-------- Selected text --------
6. WARRANTY DISCLAIMER AND LIMITATION OF LIABILITY

The System Software and the contents, programs, services and websites on or provided through the System Software, including Internet Features and information on Linked Sites are provided "AS IS". SCE and its affiliated companies expressly disclaim any implied warranty of merchantability, warranty of fitness for a particular purpose and warranty of non-infringement. SCE AND ITS AFFILIATED COMPANIES EXCLUDE ALL LIABILITY FOR ANY LOSS OF DATA, LOSS OF PROFIT, OR ANY OTHER LOSS OR DAMAGE SUFFERED BY YOU OR ANY THIRD PARTY, WHETHER DIRECT, INDIRECT, INCIDENTAL, SPECIAL, OR CONSEQUENTIAL HOWEVER ARISING, AS A RESULT OF ACCESSING TO OR USING THE SYSTEM SOFTWARE OR ANY OF THE CONTENTS, PROGRAMS, FEATURES, SERVICES OR INFORMATION ON OR PROVIDED THROUGH THE SYSTEM SOFTWARE. SO LONG AS THIS PROVISION IS ENFORCEABLE IN YOUR JURISDICTION, THE FOREGOING LIMITATIONS, EXCLUSIONS AND DISCLAIMERS SHALL APPLY TO THE MAXIMUM EXTENT PERMITTED BY APPLICABLE LAW, EVEN IF ANY REMEDY FAILS OF ITS ESSENTIAL PURPOSE.
-------- Data lines --------
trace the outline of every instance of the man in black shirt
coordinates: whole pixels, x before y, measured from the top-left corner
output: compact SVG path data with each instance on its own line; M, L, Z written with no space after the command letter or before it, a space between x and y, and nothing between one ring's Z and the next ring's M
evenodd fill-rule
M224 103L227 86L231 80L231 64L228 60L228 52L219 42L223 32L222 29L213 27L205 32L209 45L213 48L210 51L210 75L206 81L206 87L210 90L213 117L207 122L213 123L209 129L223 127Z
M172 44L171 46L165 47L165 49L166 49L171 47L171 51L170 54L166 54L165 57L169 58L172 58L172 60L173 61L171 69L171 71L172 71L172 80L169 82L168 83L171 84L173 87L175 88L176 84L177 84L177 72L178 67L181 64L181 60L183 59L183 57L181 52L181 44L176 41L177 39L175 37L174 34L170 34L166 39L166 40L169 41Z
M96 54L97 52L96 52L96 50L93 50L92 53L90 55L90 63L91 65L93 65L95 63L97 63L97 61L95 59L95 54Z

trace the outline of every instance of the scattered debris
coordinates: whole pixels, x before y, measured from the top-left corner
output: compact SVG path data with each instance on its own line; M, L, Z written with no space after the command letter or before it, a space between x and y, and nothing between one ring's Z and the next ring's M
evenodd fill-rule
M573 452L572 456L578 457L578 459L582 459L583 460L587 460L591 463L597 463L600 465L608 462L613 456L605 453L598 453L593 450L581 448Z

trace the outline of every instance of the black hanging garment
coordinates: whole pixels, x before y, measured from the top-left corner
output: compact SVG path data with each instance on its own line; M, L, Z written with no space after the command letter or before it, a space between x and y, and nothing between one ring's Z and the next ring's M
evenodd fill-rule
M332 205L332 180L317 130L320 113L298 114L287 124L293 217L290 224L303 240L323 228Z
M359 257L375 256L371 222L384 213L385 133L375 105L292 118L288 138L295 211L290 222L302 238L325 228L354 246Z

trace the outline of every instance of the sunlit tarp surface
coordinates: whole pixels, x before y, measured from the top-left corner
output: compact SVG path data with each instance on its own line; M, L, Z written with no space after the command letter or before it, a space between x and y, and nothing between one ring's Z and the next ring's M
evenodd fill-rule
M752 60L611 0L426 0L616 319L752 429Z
--------
*The exercise:*
Can you output the full warranty disclaimer section above, word for word?

*Exercise output:*
6. WARRANTY DISCLAIMER AND LIMITATION OF LIABILITY

The System Software and the contents, programs, services and websites on or provided through the System Software, including Internet Features and information on Linked Sites are provided "AS IS". SCE and its affiliated companies expressly disclaim any implied warranty of merchantability, warranty of fitness for a particular purpose and warranty of non-infringement. SCE AND ITS AFFILIATED COMPANIES EXCLUDE ALL LIABILITY FOR ANY LOSS OF DATA, LOSS OF PROFIT, OR ANY OTHER LOSS OR DAMAGE SUFFERED BY YOU OR ANY THIRD PARTY, WHETHER DIRECT, INDIRECT, INCIDENTAL, SPECIAL, OR CONSEQUENTIAL HOWEVER ARISING, AS A RESULT OF ACCESSING TO OR USING THE SYSTEM SOFTWARE OR ANY OF THE CONTENTS, PROGRAMS, FEATURES, SERVICES OR INFORMATION ON OR PROVIDED THROUGH THE SYSTEM SOFTWARE. SO LONG AS THIS PROVISION IS ENFORCEABLE IN YOUR JURISDICTION, THE FOREGOING LIMITATIONS, EXCLUSIONS AND DISCLAIMERS SHALL APPLY TO THE MAXIMUM EXTENT PERMITTED BY APPLICABLE LAW, EVEN IF ANY REMEDY FAILS OF ITS ESSENTIAL PURPOSE.